- [Exercise objective]: Repeat exactly the lines of the entries below from the one with "Find the green leaf" through the one with "Find the dry", both ends included, and nothing else.

Stored data entries:
────────
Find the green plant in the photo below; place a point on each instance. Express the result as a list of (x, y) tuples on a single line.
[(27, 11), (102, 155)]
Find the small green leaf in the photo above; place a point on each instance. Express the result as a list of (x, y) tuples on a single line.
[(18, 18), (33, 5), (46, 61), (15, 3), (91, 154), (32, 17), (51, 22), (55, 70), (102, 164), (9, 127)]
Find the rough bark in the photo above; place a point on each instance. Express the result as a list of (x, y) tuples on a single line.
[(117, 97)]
────────
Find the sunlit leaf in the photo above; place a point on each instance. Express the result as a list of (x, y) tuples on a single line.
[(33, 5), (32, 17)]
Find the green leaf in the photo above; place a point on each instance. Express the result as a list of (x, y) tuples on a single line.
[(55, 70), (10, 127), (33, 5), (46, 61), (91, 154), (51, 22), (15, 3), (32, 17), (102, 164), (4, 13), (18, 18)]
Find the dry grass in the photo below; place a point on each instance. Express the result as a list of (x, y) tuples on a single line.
────────
- [Result of this task]:
Find the green leaf in the photo above; place a point on each instance. Express the result as a list of (x, y) tuples on a single line.
[(55, 70), (10, 127), (33, 5), (46, 61), (91, 154), (51, 22), (15, 3), (32, 17), (102, 164), (4, 13), (18, 18)]
Find the dry grass in the photo below; place a point on each instance. Express the result as a list of (x, y) tuples on a single line.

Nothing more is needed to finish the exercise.